-- start of Extracted information --
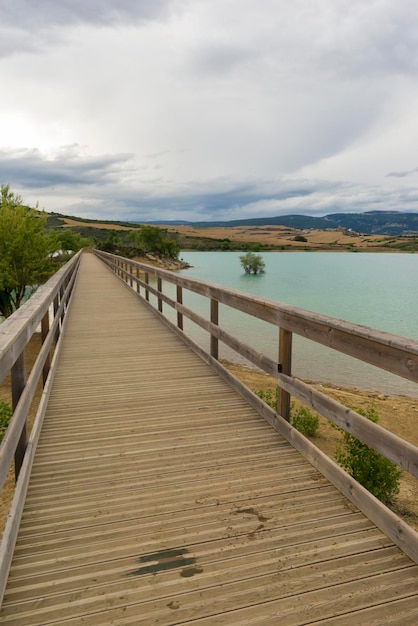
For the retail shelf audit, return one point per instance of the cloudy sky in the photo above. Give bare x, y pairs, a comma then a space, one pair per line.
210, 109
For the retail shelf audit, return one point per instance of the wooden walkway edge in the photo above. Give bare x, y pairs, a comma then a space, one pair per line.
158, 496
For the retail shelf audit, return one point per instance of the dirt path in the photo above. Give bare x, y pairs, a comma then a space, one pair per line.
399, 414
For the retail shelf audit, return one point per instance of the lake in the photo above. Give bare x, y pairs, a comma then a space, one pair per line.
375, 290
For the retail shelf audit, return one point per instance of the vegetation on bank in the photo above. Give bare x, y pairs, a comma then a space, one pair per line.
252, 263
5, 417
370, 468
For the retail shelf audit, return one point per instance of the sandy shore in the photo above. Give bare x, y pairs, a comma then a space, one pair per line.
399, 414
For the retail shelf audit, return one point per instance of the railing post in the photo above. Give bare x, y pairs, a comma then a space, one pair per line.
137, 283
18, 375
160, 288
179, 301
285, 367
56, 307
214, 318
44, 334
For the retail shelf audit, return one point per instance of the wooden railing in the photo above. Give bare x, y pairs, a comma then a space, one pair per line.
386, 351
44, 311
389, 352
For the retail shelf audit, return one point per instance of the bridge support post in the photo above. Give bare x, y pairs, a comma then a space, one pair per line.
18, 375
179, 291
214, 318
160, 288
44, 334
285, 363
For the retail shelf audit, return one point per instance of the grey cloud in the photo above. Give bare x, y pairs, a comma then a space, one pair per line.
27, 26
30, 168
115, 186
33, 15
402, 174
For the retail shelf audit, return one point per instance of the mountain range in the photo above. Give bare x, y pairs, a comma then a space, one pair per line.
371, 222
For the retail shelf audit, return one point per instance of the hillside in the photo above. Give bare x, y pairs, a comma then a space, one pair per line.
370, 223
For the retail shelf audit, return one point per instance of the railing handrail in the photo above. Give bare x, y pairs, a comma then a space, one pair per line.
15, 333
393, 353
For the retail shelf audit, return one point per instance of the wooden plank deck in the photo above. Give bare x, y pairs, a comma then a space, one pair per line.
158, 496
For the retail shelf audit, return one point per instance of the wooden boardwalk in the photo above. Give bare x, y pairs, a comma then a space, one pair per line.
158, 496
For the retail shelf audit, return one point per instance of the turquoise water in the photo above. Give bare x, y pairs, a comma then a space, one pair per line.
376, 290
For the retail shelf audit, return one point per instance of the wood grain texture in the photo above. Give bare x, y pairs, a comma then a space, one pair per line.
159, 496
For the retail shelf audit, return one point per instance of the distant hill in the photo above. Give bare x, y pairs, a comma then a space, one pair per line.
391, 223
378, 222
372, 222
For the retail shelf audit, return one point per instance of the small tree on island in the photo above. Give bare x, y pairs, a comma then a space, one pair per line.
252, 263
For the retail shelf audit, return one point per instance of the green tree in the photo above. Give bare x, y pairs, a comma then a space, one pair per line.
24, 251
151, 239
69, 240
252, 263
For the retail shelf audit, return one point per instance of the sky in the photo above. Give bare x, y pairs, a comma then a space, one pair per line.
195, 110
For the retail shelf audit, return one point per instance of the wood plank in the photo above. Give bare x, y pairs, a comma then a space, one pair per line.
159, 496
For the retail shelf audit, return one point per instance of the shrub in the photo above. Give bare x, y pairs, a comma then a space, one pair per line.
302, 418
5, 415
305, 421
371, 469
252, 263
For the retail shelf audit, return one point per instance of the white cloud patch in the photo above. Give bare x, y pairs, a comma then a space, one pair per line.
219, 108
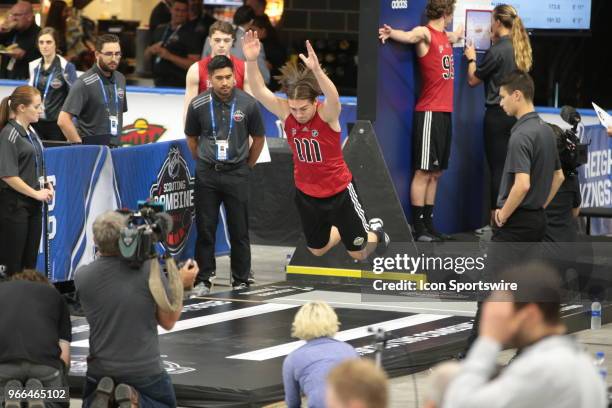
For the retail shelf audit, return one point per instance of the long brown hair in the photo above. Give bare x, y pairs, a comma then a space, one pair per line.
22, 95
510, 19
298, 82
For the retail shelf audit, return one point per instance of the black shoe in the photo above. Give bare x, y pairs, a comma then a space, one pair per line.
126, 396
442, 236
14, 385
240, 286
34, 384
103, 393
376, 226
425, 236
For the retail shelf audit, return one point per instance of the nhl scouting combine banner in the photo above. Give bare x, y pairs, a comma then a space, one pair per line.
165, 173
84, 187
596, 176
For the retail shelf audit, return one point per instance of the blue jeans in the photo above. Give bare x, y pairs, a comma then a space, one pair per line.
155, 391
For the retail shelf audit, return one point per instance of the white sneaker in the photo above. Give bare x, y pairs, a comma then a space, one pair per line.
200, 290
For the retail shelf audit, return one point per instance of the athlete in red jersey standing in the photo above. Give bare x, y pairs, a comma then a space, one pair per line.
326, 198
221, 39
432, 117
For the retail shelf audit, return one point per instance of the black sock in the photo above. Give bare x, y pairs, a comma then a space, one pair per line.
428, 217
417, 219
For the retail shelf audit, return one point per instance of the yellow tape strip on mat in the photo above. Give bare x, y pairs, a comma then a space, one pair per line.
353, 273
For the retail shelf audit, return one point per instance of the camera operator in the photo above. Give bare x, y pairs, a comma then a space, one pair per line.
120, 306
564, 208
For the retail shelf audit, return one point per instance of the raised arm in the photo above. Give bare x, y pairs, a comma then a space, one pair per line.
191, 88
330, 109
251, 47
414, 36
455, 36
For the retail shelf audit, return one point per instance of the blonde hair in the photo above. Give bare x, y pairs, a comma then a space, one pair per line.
-- end of Extracted information --
Instruction: Copy exactly, and only, the lines from the one containing "the nhl scouting" through the last line of the listing.

Written answer:
For the retail shelf audit, return one point per instance of the nhl scouting combine banner in the photo above. Give bare x, y pairs, a comma then a space, one pair per line.
165, 173
84, 187
596, 176
For the retail shelf audit, return one point per instance of the blue jeans in the photo above. Give bare x, y pairs, a comma then a space, one pair per line.
155, 391
For the retail shelf audit, return one point per instance of the white sneaker in the photo above. Give bare x, y pairs, a comma then a space, one pair per line.
200, 290
For the retail shelf audit, return one point per instance of the athlete in red jersey standing in the photo above. Give bare x, y pairs, a comma then a space, one pair per line.
326, 198
221, 39
432, 117
For the retail shelf audit, return one point per instance of the black sock in the photo above. Give bare x, y pairs, a comma then a space, one pair per line.
428, 217
417, 219
For the retail shelf audit, return one point per instance of the yellow tape strip on mat in the photo above. Give bare x, y pairs, a comma then a space, one pair per line.
353, 273
For the retail shelf audit, return one point per instance of the camera operator in the photo above. Give bare x, y pairs, a comma then a space, one pair per line.
120, 306
564, 208
For the retail shelf audit, return one point per instance of the raised arm in the photo above. Give bare x, y pairs, a comma then a space, one pair per line.
191, 88
330, 109
251, 47
414, 36
455, 36
For the retail shelf audit, return one point per instance of the blonde hair in the photo above. Give bare x, y pairs, a comma then a space, one pair per line.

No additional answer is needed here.